(Data records)
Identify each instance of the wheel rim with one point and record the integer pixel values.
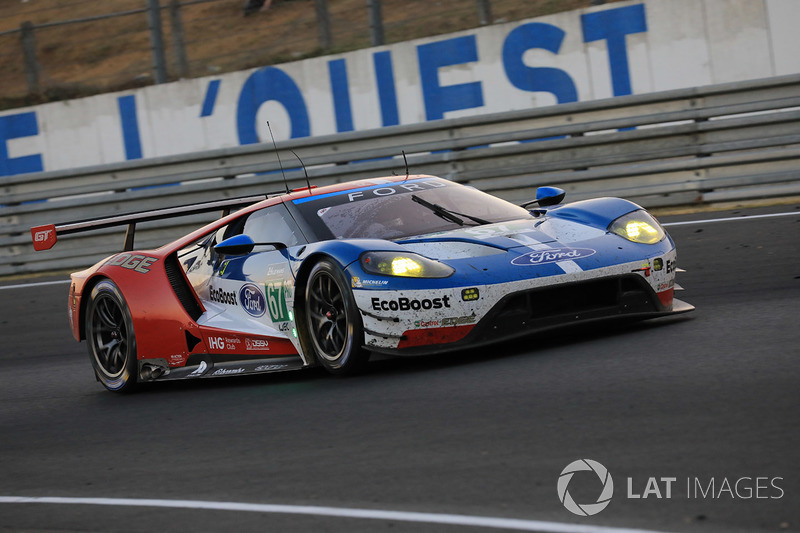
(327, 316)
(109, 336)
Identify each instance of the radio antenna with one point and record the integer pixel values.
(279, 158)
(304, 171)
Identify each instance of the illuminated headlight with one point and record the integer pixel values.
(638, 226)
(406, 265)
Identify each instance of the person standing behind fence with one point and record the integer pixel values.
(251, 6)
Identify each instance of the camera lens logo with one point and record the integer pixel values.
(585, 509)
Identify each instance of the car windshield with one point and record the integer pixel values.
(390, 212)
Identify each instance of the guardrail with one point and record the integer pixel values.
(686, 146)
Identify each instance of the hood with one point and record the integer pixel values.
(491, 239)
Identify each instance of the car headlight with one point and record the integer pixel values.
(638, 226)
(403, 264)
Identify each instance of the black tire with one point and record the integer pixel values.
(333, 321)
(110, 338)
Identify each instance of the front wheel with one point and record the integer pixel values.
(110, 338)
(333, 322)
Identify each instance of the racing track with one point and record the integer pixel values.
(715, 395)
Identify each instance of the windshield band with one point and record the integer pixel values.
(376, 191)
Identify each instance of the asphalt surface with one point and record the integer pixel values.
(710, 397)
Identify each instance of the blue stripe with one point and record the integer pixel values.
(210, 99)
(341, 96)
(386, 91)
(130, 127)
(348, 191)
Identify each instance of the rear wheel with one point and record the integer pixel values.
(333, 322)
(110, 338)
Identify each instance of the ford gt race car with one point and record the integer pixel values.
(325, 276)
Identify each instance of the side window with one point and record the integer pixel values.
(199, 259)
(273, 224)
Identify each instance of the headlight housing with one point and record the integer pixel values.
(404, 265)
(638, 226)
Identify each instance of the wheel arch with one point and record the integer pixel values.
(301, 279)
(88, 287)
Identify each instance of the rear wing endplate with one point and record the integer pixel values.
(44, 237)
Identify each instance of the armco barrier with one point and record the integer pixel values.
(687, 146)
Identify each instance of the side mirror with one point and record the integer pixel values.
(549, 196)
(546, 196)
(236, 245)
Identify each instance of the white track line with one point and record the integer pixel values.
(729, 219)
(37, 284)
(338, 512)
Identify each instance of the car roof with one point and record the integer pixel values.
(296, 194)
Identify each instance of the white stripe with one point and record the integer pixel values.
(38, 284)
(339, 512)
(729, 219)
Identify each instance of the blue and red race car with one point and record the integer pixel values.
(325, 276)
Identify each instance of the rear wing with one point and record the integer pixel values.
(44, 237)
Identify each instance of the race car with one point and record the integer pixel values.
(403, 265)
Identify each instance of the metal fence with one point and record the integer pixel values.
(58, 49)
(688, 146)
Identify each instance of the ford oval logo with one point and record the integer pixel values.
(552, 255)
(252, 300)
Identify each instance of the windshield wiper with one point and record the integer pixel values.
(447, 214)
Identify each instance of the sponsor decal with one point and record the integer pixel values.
(End Data records)
### Required work:
Transcribe the listing in full. Omit the pictures and keep every line exact.

### Response to the task:
Identify each instance of the wheel rim with one point and record the integer pixel values.
(327, 316)
(109, 336)
Identify each instance of the radio antenna with one point and record the integer pixel values.
(279, 158)
(304, 171)
Identify each instance of the illuminated headlight with one point and record the integer pixel values.
(638, 226)
(406, 265)
Identify each instance of the person standing behind fence with one point and record the integer pixel values.
(251, 6)
Identify each instance of the camera lens logo with one point and record the integer pixel values.
(585, 509)
Identify each instance of the car windshield with one point and record the integer pixel values.
(390, 212)
Identify each instance of the guardrail with one point and record the integer pixel values.
(686, 146)
Identify each instance of the hood with one point and record the integer pixel values.
(491, 239)
Identify each instance of the car headlight with one point and record the integer pixel values.
(638, 226)
(403, 264)
Identify each instance of the black tire with one point and record the integer pixel values.
(333, 321)
(110, 338)
Identify each instance of the front wheel with one point and record the integer pixel values.
(110, 338)
(333, 322)
Identify each instance of the racing track with one point and record the integer pixel values.
(715, 395)
Identify each instance of the windshield band with one point and record the integer pixel values.
(376, 191)
Identify each instance of the asphalt surface with one point and record the integer pixel values.
(710, 397)
Identify each instance of the blue stripe with one point and record the integer pixel values.
(210, 99)
(341, 96)
(386, 91)
(130, 127)
(348, 191)
Identify each instance of the rear wheel with one point and record the integer pixel values.
(333, 322)
(110, 338)
Identify each instance of the ford gt race car with one point and record the integer pixel values.
(325, 276)
Identify each instance of the side window with one point and record the integer pixel values.
(199, 259)
(273, 224)
Identify each instance of the headlight housing with one point and record the integer pixel values.
(404, 265)
(638, 226)
Identify each instance of the wheel arch with one point and record the integer pixel values.
(301, 279)
(88, 287)
Identify each instance of the rear wing endplate with one point and record the integer pixel values.
(44, 237)
Identify each instance of the armco barrier with one point and record the integer pixel values.
(687, 146)
Identify each instance of the side mirror with one point and record the integer pixel values.
(549, 196)
(546, 196)
(236, 245)
Identify each instance of the white track line with one point and record the integer pixel values.
(729, 219)
(37, 284)
(338, 512)
Identify each instance of the car roof with one point and record the integer pixel values.
(296, 194)
Identify each instance of the white stripe with one point and record the integer pixel values.
(38, 284)
(339, 512)
(729, 219)
Identify each instance of the blue and red race car with one point and record the integer pixel values.
(325, 276)
Identify each instance of the rear wing with one point and record the integer pixel values.
(44, 237)
Identify each instance of the race car with one point and record the integer pixel values.
(403, 265)
Identify each instance of the metal fence with one point and record the integer pixel values.
(58, 49)
(688, 146)
Identify each instance of the ford oval logo with one point and record the integer pixel values.
(552, 255)
(252, 300)
Identify each instance of the windshield wiper with one point and record the integer pixel values.
(447, 214)
Identify each instance of the sponsor decal with one point and record the integer pixel values.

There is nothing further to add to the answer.